Aufgabenstellung:
Zeige jede Zeile der folgenden Daten, in der die Zeichenfolge „trunk“ vorkommt. Dabei zählt die Groß- und Kleinschreibung.

(Datensatzeinträge)

****************************************

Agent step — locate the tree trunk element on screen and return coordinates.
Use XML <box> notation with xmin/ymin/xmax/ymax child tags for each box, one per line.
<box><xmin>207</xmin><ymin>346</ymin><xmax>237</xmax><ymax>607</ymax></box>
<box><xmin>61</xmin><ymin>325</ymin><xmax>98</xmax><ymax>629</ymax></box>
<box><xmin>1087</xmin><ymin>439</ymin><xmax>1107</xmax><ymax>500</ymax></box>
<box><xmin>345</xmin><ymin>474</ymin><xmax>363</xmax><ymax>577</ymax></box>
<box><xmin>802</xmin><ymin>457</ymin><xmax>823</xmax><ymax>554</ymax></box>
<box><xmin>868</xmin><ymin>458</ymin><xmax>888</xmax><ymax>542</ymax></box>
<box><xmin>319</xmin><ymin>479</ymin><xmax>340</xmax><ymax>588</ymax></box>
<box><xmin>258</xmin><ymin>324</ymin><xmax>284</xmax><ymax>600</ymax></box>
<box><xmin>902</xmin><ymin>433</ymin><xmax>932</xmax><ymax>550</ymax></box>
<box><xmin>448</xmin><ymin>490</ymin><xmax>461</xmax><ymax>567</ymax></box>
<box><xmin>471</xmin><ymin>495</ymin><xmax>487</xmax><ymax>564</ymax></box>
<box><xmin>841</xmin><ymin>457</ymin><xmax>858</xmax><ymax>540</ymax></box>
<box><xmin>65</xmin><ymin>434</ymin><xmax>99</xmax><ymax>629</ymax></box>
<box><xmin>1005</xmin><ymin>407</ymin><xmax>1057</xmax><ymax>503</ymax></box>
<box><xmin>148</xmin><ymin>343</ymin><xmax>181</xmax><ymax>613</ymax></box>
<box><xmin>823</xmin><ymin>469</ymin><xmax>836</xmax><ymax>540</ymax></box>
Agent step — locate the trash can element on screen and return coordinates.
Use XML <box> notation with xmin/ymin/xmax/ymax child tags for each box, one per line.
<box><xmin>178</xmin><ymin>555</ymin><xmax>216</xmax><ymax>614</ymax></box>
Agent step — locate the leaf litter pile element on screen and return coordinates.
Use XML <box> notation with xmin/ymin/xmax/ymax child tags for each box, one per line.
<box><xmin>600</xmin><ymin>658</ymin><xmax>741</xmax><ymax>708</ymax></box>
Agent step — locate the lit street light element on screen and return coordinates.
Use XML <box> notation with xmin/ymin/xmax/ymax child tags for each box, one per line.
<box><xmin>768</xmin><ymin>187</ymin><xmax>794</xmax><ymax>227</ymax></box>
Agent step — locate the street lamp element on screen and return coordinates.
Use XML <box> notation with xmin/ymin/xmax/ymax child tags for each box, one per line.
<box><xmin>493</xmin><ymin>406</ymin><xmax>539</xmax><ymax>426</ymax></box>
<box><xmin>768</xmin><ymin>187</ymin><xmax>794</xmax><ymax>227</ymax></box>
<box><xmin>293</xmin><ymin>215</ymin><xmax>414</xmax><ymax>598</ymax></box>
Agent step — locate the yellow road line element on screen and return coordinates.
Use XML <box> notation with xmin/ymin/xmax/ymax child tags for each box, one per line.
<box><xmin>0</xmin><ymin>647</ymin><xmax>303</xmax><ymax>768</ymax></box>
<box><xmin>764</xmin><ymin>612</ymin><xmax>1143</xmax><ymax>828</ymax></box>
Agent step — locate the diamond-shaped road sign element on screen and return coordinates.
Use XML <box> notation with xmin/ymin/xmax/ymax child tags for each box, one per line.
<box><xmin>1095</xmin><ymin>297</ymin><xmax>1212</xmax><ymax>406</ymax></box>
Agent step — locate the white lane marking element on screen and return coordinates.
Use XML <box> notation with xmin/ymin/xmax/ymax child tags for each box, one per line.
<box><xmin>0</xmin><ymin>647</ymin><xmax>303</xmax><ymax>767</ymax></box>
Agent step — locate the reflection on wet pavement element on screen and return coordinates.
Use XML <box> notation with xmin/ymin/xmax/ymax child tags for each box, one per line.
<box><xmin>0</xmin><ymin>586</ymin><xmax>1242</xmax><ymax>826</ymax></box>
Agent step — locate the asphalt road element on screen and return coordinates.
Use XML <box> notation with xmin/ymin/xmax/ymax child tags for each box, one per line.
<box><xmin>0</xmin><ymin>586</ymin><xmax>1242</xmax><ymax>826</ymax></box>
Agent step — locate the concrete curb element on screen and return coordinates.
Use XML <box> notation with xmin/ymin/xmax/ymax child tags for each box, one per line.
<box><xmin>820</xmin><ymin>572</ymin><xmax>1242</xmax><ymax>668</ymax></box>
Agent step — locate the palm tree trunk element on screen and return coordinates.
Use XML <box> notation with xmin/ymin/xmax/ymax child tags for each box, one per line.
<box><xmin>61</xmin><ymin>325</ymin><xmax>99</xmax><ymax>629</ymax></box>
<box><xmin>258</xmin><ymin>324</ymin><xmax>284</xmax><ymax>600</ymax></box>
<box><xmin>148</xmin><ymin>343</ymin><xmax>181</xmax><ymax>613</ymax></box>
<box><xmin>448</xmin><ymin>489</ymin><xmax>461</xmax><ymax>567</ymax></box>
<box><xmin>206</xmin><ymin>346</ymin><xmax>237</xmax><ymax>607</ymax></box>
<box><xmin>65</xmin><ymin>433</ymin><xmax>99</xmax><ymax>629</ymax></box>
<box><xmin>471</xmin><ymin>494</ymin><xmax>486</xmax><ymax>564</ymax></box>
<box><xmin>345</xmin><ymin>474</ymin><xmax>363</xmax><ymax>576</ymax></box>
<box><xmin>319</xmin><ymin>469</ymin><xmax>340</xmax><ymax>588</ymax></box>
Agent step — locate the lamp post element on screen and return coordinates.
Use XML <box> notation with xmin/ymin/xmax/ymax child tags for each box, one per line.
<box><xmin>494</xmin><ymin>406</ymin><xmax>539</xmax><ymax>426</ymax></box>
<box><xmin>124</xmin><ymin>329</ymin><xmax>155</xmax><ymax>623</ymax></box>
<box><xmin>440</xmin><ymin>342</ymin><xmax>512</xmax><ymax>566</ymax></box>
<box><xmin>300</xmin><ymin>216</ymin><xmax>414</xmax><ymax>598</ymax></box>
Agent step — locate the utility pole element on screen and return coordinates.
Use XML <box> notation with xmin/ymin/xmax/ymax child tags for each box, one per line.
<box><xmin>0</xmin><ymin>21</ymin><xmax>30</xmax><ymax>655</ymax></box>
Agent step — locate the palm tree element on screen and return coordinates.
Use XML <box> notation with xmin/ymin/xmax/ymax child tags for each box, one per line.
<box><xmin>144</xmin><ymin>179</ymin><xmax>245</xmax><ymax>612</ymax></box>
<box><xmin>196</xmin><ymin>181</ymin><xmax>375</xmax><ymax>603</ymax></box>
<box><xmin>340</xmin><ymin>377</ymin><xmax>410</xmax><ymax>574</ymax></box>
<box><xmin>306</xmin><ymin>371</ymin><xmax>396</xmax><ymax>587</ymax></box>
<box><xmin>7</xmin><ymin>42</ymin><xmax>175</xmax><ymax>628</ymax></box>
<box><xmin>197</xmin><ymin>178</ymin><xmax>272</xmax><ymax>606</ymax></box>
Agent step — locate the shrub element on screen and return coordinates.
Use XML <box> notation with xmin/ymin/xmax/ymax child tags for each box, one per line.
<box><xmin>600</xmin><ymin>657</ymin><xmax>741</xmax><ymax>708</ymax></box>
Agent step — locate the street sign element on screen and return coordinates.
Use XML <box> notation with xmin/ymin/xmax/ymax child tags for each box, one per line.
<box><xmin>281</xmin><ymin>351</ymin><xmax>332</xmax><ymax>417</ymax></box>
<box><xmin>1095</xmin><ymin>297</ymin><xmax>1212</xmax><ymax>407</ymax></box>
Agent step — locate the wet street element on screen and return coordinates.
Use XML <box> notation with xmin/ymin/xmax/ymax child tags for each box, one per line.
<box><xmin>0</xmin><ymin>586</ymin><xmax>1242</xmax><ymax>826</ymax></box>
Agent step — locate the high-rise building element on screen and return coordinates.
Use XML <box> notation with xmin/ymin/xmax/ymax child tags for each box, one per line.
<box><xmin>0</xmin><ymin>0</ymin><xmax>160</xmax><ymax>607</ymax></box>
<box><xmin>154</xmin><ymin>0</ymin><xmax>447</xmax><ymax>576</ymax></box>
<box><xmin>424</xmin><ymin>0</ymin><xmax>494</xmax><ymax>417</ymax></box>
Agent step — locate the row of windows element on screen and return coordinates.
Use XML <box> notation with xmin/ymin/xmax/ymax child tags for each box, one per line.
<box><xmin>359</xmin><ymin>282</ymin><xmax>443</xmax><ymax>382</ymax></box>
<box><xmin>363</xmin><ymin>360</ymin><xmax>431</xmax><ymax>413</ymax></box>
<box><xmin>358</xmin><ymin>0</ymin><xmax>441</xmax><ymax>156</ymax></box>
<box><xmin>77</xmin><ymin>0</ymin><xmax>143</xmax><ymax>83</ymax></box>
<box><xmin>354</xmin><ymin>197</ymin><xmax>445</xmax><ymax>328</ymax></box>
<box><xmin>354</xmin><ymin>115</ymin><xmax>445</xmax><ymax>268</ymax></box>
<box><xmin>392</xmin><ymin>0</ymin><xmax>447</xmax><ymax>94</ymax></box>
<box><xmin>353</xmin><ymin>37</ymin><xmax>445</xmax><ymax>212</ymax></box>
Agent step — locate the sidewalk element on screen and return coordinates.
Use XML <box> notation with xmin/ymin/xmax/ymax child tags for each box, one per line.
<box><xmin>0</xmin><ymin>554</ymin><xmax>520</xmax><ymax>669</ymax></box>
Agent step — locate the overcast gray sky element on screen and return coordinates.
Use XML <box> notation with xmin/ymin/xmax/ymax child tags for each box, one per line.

****************************************

Vollständige Antwort:
Agent step — locate the tree trunk element on screen and return coordinates.
Agent step — locate the palm tree trunk element on screen and return coordinates.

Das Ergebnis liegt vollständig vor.